§ Entries provided
* * *

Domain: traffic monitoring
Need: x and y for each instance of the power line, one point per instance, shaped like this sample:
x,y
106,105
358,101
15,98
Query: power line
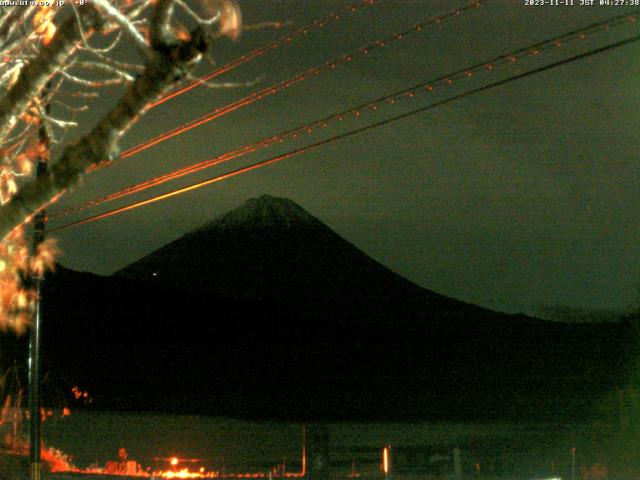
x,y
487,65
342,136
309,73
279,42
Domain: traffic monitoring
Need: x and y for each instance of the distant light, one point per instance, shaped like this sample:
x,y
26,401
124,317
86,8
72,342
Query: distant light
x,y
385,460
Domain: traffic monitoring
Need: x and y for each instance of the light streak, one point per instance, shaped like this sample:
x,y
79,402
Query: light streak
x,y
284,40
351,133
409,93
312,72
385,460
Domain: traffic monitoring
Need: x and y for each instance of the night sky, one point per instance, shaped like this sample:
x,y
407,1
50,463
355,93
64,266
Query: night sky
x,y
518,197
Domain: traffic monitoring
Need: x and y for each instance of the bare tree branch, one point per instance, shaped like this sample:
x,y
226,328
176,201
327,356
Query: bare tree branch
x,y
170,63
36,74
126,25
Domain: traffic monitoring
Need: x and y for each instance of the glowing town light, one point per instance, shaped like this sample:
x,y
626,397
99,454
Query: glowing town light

* * *

How many of the listing's lines include "glowing"? State only that number.

§ Result for this exercise
2